▶ **Do this**:
Give a verbatim repeat of the lines that run from the line containing "You are given a photograph. For the truck grille" to the end of the data below.

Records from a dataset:
........
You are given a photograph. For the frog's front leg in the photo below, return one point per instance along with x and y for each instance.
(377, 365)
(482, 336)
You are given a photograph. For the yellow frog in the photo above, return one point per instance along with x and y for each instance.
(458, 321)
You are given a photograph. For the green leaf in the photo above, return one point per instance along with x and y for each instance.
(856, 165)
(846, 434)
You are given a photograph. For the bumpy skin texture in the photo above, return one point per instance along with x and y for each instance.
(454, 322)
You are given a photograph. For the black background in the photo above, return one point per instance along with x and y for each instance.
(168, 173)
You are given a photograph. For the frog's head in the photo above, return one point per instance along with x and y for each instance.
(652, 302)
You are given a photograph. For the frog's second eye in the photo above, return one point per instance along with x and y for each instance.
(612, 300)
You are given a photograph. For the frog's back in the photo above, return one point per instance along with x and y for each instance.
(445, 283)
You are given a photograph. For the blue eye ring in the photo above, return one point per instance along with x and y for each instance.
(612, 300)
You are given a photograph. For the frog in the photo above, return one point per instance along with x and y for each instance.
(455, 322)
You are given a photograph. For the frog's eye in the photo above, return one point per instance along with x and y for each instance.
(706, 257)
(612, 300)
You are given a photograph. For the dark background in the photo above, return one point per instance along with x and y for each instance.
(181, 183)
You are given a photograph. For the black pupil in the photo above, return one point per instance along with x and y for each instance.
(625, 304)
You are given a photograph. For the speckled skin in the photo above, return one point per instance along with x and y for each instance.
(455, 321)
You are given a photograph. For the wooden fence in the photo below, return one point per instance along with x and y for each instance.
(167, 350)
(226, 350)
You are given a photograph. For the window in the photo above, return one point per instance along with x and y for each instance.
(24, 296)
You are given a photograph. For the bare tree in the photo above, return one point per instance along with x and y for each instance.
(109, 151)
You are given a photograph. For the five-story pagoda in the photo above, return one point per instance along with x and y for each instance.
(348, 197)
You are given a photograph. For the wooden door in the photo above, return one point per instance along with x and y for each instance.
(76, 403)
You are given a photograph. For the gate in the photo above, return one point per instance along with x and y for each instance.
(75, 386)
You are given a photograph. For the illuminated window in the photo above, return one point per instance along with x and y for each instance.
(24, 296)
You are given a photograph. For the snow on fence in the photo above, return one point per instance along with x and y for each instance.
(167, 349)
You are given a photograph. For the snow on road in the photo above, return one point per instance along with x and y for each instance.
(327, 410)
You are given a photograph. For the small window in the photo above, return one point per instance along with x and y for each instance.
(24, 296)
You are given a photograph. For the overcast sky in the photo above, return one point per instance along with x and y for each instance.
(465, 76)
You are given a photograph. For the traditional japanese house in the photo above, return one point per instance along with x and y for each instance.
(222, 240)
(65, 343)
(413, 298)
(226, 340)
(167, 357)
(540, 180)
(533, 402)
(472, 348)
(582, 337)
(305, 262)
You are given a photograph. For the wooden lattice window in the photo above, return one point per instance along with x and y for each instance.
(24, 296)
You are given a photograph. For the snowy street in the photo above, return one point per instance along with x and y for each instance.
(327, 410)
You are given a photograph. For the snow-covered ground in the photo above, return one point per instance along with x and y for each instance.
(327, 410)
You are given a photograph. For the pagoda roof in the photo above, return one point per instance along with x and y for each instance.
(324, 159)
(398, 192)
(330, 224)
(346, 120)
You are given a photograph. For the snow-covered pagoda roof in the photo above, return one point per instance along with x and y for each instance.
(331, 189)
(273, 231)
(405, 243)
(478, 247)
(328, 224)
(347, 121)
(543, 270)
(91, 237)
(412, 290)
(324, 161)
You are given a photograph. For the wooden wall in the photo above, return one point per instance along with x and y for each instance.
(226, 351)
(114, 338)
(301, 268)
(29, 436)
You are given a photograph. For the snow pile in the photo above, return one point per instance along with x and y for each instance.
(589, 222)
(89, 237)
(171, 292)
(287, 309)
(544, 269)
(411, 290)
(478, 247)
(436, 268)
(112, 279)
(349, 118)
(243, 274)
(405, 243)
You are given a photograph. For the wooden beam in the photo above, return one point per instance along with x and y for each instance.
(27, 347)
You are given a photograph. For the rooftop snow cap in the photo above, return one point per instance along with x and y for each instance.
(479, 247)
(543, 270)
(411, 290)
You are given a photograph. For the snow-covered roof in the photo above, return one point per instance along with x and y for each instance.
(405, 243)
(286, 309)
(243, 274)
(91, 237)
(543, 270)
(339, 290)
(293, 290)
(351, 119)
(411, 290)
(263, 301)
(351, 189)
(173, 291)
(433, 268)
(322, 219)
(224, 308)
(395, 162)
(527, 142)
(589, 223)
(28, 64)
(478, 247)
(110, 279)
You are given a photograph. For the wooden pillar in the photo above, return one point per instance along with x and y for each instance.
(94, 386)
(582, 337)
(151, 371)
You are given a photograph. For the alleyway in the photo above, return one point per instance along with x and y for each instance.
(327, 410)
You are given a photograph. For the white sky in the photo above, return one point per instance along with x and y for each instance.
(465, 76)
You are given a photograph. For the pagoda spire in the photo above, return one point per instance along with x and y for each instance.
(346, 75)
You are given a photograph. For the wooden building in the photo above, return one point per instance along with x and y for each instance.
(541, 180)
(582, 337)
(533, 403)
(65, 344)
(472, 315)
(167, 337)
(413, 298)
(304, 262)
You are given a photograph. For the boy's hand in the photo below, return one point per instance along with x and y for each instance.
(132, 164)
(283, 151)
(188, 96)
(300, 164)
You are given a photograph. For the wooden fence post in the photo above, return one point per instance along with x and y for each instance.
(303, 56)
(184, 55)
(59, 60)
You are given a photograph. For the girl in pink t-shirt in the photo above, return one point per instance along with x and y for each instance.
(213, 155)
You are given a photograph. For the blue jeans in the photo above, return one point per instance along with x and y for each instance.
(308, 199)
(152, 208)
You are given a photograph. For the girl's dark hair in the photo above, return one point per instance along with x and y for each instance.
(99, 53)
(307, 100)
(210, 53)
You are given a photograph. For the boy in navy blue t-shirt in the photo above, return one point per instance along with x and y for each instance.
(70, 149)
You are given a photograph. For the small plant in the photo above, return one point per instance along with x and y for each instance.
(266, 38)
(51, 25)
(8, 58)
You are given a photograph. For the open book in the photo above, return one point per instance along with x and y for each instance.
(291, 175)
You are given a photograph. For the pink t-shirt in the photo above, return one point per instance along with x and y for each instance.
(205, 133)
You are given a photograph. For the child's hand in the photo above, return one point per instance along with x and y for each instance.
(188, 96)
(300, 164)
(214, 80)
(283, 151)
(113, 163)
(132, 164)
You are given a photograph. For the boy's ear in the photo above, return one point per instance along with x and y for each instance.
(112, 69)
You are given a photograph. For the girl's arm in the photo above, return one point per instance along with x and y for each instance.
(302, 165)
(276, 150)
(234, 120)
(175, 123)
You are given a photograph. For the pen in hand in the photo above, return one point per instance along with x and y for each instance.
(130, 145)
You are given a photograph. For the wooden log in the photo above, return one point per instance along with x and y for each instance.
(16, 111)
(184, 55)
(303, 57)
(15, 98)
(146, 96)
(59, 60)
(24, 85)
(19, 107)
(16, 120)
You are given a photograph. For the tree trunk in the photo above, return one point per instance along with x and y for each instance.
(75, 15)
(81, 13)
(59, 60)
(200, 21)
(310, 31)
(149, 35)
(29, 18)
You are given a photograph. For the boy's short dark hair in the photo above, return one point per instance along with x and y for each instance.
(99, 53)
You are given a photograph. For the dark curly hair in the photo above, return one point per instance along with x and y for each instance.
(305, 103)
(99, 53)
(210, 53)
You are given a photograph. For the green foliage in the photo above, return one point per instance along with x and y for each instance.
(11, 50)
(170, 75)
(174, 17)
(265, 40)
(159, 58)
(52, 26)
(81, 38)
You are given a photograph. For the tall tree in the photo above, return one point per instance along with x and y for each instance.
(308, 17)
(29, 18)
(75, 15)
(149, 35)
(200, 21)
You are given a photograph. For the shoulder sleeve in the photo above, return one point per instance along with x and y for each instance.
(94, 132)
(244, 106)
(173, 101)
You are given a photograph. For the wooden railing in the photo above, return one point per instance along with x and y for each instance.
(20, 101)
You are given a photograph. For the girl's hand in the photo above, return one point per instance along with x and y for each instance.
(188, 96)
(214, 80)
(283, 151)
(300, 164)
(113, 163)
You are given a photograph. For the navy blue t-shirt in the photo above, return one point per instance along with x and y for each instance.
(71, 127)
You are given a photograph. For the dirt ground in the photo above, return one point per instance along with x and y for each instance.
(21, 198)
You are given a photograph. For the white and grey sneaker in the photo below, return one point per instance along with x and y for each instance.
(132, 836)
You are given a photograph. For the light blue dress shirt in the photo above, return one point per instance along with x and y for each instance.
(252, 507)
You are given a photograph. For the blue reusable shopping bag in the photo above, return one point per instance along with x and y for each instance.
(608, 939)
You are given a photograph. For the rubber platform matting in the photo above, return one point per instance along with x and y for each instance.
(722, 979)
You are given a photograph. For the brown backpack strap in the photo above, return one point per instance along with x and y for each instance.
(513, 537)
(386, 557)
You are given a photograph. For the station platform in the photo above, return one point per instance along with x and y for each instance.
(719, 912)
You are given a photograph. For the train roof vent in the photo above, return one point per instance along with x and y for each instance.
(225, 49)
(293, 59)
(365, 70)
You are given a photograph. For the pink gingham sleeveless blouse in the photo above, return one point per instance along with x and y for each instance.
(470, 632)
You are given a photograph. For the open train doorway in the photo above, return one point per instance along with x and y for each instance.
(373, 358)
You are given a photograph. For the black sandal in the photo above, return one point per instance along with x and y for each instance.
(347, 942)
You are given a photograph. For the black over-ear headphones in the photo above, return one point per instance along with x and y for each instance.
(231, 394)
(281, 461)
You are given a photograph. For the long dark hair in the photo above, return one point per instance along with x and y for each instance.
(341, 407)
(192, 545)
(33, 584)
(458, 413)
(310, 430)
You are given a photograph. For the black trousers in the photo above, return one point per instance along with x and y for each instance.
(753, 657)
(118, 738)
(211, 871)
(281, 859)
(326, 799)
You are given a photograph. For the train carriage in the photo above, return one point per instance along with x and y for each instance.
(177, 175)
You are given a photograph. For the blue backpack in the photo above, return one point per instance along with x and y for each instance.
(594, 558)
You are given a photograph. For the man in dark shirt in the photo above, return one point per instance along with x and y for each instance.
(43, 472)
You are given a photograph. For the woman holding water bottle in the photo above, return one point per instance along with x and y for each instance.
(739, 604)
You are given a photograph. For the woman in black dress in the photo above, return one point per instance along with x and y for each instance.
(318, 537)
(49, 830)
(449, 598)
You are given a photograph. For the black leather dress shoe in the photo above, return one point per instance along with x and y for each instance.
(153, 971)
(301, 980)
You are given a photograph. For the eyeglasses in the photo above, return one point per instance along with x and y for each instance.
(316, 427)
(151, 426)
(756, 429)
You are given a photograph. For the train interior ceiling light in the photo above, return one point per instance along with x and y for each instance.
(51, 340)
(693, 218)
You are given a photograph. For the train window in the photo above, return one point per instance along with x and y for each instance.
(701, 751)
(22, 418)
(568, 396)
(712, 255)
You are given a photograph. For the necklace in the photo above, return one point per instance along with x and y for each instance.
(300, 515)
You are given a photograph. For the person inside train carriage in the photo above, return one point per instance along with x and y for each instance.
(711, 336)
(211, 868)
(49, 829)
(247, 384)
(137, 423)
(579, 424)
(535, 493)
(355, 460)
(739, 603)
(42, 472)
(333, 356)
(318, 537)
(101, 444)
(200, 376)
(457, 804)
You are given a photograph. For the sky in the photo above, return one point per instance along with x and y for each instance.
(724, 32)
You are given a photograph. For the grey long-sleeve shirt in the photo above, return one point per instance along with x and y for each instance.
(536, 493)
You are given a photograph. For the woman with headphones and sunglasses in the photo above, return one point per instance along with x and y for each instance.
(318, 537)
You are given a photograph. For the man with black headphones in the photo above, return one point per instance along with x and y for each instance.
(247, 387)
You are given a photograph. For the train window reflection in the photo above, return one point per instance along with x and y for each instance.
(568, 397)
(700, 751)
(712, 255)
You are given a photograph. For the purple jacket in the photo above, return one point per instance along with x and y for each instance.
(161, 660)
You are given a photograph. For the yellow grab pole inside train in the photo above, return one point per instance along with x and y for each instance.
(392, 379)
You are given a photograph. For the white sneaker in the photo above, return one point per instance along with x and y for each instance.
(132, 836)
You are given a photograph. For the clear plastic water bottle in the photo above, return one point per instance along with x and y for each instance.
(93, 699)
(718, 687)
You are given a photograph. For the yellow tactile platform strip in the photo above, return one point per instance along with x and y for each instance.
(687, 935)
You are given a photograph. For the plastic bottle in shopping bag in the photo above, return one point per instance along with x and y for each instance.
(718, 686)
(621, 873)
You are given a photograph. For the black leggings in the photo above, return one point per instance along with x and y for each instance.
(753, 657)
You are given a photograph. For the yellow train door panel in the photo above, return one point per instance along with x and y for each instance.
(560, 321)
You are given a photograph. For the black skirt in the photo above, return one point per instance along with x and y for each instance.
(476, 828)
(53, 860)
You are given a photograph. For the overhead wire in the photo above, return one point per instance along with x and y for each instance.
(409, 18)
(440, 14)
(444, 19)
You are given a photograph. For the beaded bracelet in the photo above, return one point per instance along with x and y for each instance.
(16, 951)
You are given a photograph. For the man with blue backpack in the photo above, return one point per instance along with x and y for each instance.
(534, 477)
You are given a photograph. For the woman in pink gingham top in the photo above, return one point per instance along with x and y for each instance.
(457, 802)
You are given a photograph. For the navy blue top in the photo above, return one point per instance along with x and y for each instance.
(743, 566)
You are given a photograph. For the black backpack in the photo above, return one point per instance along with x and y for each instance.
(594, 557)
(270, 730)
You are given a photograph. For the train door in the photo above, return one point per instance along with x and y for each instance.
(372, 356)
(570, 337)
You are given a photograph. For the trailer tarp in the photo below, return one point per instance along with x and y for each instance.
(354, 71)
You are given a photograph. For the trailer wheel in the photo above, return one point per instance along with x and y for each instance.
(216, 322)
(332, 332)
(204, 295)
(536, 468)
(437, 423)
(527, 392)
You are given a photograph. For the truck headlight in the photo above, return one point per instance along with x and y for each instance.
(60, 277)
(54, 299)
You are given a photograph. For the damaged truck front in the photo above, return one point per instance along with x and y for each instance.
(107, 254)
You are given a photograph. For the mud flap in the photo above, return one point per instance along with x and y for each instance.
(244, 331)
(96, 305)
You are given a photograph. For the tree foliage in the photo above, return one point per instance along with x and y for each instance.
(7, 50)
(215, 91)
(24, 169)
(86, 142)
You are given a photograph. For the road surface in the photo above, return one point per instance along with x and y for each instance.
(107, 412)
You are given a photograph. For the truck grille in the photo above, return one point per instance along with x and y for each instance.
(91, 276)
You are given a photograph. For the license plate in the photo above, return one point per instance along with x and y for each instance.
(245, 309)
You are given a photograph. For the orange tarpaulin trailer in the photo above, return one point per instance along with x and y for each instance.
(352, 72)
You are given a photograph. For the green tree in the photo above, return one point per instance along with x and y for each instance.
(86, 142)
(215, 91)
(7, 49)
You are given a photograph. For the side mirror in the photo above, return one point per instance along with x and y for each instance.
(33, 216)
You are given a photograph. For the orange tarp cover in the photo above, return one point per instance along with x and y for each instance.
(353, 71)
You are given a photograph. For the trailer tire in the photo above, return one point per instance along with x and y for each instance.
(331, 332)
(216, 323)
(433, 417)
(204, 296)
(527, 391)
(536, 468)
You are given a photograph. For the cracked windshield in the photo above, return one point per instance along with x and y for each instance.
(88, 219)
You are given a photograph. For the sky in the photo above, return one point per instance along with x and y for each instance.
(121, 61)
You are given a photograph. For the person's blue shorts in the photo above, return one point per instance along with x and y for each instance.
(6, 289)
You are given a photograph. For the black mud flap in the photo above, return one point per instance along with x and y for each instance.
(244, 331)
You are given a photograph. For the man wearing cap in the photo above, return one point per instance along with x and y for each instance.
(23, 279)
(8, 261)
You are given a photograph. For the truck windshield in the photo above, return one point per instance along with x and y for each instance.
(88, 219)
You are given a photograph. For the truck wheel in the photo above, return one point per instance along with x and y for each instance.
........
▶ **Response below**:
You are given a photograph. For the truck grille in the photo above, return one point per instance along with x and y for each instance.
(91, 276)
You are given a photograph. For the license plate in the photo above, return one point per instance along with x and y for each instance.
(245, 309)
You are given a photograph. For the orange tarpaulin trailer in the photo above, return one point per instance along with x and y for each instance.
(352, 72)
You are given a photograph. For the green tree in the photo above, return one point per instance along with x and y for each instance.
(86, 142)
(215, 91)
(7, 49)
You are given a photograph. For the side mirror in the photo above, return one point per instance along with x and y for each instance.
(33, 216)
You are given a photograph. For the orange tarp cover in the photo above, return one point per instance along with x and y for each instance.
(353, 71)
You are given a photograph. For the trailer tire in the photo above, return one point per instance along with x and y for each instance.
(331, 332)
(216, 323)
(433, 417)
(204, 296)
(527, 391)
(536, 468)
You are given a photograph. For the cracked windshield in the photo above, return one point per instance along with x and y for each instance.
(88, 219)
You are given a photograph. For the sky in the photo above, return one point per instance along with x and y for each instance.
(121, 61)
You are given a photograph. For the person's blue shorts in the photo above, return one point per instance along with x and y for each instance.
(6, 289)
You are given a photograph. For the black mud flap in the photo above, return one point per instance along with x and y for each instance.
(244, 331)
You are given a photograph. For the man wearing cap in the photo above, return one point per instance along with x and y for each instance.
(23, 279)
(8, 261)
You are given a photograph. For the truck windshield in the photo above, return one point per instance along with x and y for each instance.
(88, 219)
You are given a photograph. For the truck wheel in the photo above, return one point per instance along with x and y for each instance.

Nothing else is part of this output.